**ABOUT THIS TASK**
Every entry must appear in the output exactly as it does here.

(Extracted data entries)
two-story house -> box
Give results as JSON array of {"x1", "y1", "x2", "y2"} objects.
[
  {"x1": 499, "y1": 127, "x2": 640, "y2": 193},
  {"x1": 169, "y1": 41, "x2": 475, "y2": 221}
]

**YOUR SOLUTION**
two-story house -> box
Give results as JSON array of {"x1", "y1", "x2", "y2"} objects.
[
  {"x1": 499, "y1": 127, "x2": 640, "y2": 193},
  {"x1": 169, "y1": 41, "x2": 475, "y2": 221}
]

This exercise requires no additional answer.